I was the "Silly Scientist" in Chad's class this week and did an experiment with sinking and floating objects. As I did some quick research online to find a simple explanation for 5 year olds about why something like an anchor sinks but the boat in which the anchor is held floats, the word displacement kept coming up. Displacement sounds negative because of the "dis" in the word. But really, it just means that water which was taking up one space is moved to another space. I'll be honest, I still don't totally get the explanations that are supposed to make sense to pre-schoolers, but I have been thinking about displacement even so.
The LORD had said to Abram, “Go from your country, your people and your father’s household to the land I will show you. “I will make you into a great nation, and I will bless you; I will make your name great, and you will be a blessing. I will bless those who bless you, and whoever curses you I will curse; and all peoples on earth will be blessed through you.” Gen. 12:1-3
God spoke this to Abraham and it was a picture of God's plan for redemption, ultimately accomplished through His son. Jesus left His home and it is through Him that all peoples are blessed. It is through His person and work that the Garden flourishes as was intended by the work of the first Adam. Life, not just in the ethereal future way, but in the present abundance of green plants, strong bodies, fruitful labor and harmonious relationships comes through Jesus alone. Abraham and Jesus were displaced to grow the Kingdom. I have been feeling a little displaced lately, too, and it isn't all bad.
Kind of like the water being moved from one location to another, I have been moved by my neighborhood, which has displaced me from the affections that once occupied the same space. The need I used to have to be "going steady" with certain friends or groups has been replaced with a real satisfaction and contentment with the people who live in the houses right around me. The value of a Southern Accents home has been replaced with a value of spaces that can be spilled on, stepped on and at times, drawn on by neighbor children. Tight schedules have been replaced with flexible ones that often exchange visible "productivity" with slow, relational investment. Just like the boat and the water can't both occupy the same space at the same time, I can't be the center of my space and time and have God's Kingdom at the center of that same space and time.
Does this mean I have no limits? No, unfortunately, my threshold for disorder (as defined by my own sense of lack of control) has grown but still has a long way to go. Like the pump at the gas station which suddenly clicks off when the tank is full, without warning my ease with flexibility and others in my space and time can suddenly click off and angry, intolerant Jane replaces peaceful, easy going Jane.

**Location identification entries**
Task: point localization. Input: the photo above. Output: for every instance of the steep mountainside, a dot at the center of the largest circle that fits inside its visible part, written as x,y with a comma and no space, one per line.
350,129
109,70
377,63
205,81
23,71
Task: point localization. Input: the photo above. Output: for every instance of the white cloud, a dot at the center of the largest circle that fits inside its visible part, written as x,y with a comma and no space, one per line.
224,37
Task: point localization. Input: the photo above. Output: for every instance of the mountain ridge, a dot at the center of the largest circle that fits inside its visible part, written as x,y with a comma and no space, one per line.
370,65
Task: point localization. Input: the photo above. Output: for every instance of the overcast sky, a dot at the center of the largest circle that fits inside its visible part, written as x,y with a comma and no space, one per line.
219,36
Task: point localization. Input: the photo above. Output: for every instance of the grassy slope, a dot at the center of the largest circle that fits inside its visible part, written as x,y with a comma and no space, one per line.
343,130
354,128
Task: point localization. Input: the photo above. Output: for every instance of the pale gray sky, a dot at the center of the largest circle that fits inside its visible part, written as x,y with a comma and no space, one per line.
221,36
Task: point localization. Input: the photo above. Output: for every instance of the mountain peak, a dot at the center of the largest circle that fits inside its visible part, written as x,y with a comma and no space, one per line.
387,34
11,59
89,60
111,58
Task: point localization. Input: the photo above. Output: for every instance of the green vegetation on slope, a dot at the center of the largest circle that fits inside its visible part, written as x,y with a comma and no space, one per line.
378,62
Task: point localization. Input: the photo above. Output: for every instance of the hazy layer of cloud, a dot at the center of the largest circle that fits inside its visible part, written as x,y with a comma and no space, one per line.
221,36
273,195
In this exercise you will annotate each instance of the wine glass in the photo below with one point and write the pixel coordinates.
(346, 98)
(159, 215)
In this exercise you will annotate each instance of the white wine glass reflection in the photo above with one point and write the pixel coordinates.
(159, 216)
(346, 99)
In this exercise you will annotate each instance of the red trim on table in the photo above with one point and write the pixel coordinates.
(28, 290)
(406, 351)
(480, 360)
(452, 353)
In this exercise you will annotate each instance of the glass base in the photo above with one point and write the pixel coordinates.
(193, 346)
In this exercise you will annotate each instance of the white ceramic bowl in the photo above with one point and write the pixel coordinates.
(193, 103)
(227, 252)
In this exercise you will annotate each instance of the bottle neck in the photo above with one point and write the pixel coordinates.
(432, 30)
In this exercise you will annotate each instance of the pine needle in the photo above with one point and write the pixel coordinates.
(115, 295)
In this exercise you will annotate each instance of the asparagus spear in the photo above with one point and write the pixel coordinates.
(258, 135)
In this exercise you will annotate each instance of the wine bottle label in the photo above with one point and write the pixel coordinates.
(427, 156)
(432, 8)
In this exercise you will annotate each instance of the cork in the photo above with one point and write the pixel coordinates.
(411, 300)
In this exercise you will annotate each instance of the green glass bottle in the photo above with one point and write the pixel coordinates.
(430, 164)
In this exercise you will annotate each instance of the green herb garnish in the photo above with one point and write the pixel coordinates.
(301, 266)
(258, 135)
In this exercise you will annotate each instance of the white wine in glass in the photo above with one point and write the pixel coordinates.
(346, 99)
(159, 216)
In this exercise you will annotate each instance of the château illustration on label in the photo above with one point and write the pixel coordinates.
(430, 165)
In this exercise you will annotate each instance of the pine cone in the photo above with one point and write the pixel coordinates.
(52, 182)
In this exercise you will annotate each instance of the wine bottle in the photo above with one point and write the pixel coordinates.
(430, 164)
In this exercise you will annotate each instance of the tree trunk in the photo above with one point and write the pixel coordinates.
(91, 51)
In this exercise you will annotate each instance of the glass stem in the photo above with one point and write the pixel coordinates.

**Tasks to carry out**
[1] Decide whether each statement below agrees with the post on displacement, answering yes or no and quoting the words of the post that settle it: (a) the author did an experiment with sinking and floating objects; (b) the author now fully understands the explanations meant for pre-schoolers; (c) the author's threshold for disorder has stopped growing.
[2] Pick up the post on displacement after its final sentence and continue it in the same voice.

**Responses in order**
[1]
(a) Yes: "did an experiment with sinking and floating objects."
(b) No: "I still don't totally get the explanations that are supposed to make sense to pre-schoolers."
(c) No: "has grown but still has a long way to go."

[2]
What then shall we say, brothers and sisters? When you come together, each of you has a hymn, or a word of instruction, a revelation, a tongue or an interpretation. Everything must be done so that the church may be built up. If anyone speaks in a tongue, two—or at the most three—should speak, one at a time, and someone must interpret. 1 Cor. 14:26-27
God is a God of order. Chaos is not how His creation thrives. The problem for me is that I don't often acknowledge His order as I cling tightly to my own. Control brings order, and the less I trust His control, the more I depend upon my own control. The more that life around me feels out of control, the tighter I grip my fist of control and the more intense my efforts to restore order become. Here is the distinction: My order and control is implemented with anger and irritability, panic and desperation. It usually is harsh and hurtful, valuing the order way above the creation and the people in my way. God's order is simply the means by which He restores and sustains shalom among His people and all of creation. His control and order bring life where mine squishes it right out.
The weird thing about displacement is that as it turns out, water doesn't have to stay in just one spot. As a matter of fact, how many analogies have been given about the Dead Sea being stagnant because it has no outward flow? Being displaced keeps the water filled with life even as it carries life through new channels and pathways, nourishing fields, valleys and forests along the way. But the somewhat sad aspect of the "dis" comes with the reality that old spaces and connections have to be left behind in order to restore and sustain life as offspring of Adam, the Second Adam and members of His body.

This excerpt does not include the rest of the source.